- **DATA SUPPLIED**
—————

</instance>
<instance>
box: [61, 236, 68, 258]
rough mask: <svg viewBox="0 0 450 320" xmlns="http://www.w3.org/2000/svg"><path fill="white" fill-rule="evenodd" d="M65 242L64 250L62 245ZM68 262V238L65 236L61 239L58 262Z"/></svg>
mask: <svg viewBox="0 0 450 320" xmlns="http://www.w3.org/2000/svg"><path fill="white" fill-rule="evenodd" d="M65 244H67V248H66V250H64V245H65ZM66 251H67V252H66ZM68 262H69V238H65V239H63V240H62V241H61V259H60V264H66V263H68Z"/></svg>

—————

- **TASK**
Copy every line above character for character, changing nothing.

- **REPLY TO THE EXERCISE**
</instance>
<instance>
box: [61, 236, 68, 258]
rough mask: <svg viewBox="0 0 450 320" xmlns="http://www.w3.org/2000/svg"><path fill="white" fill-rule="evenodd" d="M65 242L64 250L62 245ZM68 262V238L65 236L61 239L58 262Z"/></svg>
mask: <svg viewBox="0 0 450 320" xmlns="http://www.w3.org/2000/svg"><path fill="white" fill-rule="evenodd" d="M65 244H67V248H66V250H64V245H65ZM66 251H67V252H66ZM68 262H69V238H65V239H63V240H62V241H61V259H60V264H66V263H68Z"/></svg>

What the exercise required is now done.